STATED GOAL :: Update the records by putting "marker" in place of every "pin", and leave everything else unchanged.

=-=-=-=-=

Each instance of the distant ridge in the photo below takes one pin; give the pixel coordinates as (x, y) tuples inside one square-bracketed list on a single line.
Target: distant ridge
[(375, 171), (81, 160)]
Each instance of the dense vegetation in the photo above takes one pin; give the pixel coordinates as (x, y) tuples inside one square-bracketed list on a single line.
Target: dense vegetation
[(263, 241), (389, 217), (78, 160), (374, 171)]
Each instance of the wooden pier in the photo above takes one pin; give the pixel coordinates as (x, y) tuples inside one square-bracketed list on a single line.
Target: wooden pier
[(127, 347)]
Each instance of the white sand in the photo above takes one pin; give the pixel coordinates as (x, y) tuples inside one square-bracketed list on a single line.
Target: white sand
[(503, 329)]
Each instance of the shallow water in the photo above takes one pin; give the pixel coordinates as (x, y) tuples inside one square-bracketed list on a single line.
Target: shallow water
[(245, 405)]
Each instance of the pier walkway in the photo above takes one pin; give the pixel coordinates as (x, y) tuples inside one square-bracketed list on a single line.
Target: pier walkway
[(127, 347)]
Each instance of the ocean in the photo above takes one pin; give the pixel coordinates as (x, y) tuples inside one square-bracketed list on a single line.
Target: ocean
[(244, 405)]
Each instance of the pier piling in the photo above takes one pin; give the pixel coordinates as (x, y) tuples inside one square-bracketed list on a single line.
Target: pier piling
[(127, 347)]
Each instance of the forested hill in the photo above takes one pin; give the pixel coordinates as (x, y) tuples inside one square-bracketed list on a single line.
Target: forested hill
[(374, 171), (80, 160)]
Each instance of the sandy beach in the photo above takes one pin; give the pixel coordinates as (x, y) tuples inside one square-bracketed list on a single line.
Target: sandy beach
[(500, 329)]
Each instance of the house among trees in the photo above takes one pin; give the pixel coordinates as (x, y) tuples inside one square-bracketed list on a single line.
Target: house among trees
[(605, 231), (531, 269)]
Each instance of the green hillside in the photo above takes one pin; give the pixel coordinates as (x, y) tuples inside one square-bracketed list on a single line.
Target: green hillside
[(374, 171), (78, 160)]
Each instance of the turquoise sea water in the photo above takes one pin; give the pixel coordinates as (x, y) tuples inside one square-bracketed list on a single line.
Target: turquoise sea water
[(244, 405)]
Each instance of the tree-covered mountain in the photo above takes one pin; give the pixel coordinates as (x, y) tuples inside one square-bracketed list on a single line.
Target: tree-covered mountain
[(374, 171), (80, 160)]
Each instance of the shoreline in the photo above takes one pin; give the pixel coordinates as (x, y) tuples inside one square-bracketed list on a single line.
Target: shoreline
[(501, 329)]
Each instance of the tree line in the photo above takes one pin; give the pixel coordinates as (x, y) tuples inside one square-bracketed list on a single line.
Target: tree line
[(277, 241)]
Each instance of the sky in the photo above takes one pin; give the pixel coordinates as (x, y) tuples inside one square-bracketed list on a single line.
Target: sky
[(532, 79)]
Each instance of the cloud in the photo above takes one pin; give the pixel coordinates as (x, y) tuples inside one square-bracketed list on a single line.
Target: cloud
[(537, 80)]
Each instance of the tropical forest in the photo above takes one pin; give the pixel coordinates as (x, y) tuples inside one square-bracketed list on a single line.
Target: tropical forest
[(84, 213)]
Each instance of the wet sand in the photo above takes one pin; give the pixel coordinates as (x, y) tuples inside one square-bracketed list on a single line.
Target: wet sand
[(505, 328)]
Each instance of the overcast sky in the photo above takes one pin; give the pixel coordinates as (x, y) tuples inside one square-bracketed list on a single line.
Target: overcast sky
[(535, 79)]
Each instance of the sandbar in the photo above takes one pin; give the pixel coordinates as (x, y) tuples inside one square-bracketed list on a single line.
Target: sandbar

=-=-=-=-=

SOLUTION BELOW ::
Each instance of the distant ridge in the photo below takes one marker; give the pixel coordinates as (x, y) tuples inside one square-bracketed list on a single line.
Target: distant ridge
[(375, 171), (81, 160)]
Each instance of the dense vegetation in the photo above takes one marker; give the pixel coordinates as (x, y) tuples inside one square-bracketed list on a single line.
Target: dense vegetation
[(263, 241), (389, 217), (78, 160), (374, 171)]
Each instance of the wooden pier in the photo above takes one marker; give the pixel coordinates as (x, y) tuples inside one square-bracketed list on a single line.
Target: wooden pier
[(127, 347)]
Each instance of the white sand in the photo above takes one marker; give the pixel coordinates as (x, y) tuples inside one square-bracketed list on a single line.
Target: white sand
[(503, 329)]
Each instance of the shallow water in the photo above takes one marker; give the pixel coordinates as (x, y) tuples inside one square-bracketed list on a single line.
Target: shallow water
[(245, 405)]
Each instance of the pier walkway in the photo above takes one marker; give the pixel coordinates as (x, y) tuples inside one square-bracketed list on a single line.
Target: pier walkway
[(127, 347)]
Each instance of the ocean in the photo above takes one marker; give the pixel coordinates as (x, y) tuples inside one square-bracketed list on a single line.
Target: ocean
[(244, 405)]
Each instance of the pier piling in the photo above takes one marker; give the pixel coordinates as (x, y) tuples inside one square-bracketed list on a single line.
Target: pier piling
[(127, 347)]
Each instance of the forested hill in the photo above takes one marker; give the pixel coordinates as (x, y) tuples inside one square-bracketed list on a single line.
Target: forested hill
[(374, 171), (80, 160)]
Each instance of the sandy beach in the photo above takes one marker; give the pixel coordinates as (x, y) tuples inside one square-bracketed list on a single line.
Target: sandy beach
[(500, 329)]
Each instance of the house among trees in the photo above takes one marker; give the pixel coordinates as (x, y) tuples inside one square-bracketed list on a single line.
Target: house among trees
[(605, 231), (531, 269)]
Each instance of the green hillside in the photo above takes one marker; give the pixel coordinates as (x, y) tuples inside one square-bracketed list on a single line.
Target: green hillside
[(374, 171), (78, 160)]
Each instance of the turquoise sea water in the photo above takes one marker; give the pixel coordinates as (x, y) tuples inside one square-bracketed list on a single line.
Target: turquoise sea water
[(244, 405)]
Each instance of the tree-covered mountain in the photo above takes one marker; give the pixel coordinates as (x, y) tuples inside one square-bracketed list on a single line.
Target: tree-covered mountain
[(374, 171), (80, 160)]
Each instance of the shoreline in the photo above takes one marker; give the pixel coordinates as (x, y) tuples inside one square-bracketed list on a single line.
Target: shoreline
[(501, 329)]
Each instance of the tree line in the photo above takes one marker; give the pixel coordinates as (x, y) tuples inside one square-bracketed list on a single line.
Target: tree line
[(277, 241)]
Each instance of the sky in the photo above takes one marker; give the pixel coordinates as (x, y) tuples inside one square-bracketed list on a single line.
Target: sky
[(532, 79)]
Each instance of the cloud in the photo above takes one marker; give the pixel coordinates as (x, y) tuples inside one square-bracketed list on a single line.
Target: cloud
[(537, 80)]
Each instance of the tropical forest in the photo above takes one marker; give the pixel coordinates as (x, y) tuples inside one square-bracketed list on a single line.
Target: tropical forest
[(84, 213)]
Each instance of the wet sand in the photo above takes one marker; give the pixel coordinates as (x, y) tuples inside one square-bracketed list on a single line.
Target: wet sand
[(505, 328)]
Each instance of the overcast sky in the photo above takes one marker; give the pixel coordinates as (x, y) tuples inside one square-bracketed list on a single line.
Target: overcast sky
[(535, 79)]
Each instance of the sandbar in the photo above takes one marker; give the pixel coordinates as (x, y) tuples inside one square-bracketed list on a single line.
Target: sandbar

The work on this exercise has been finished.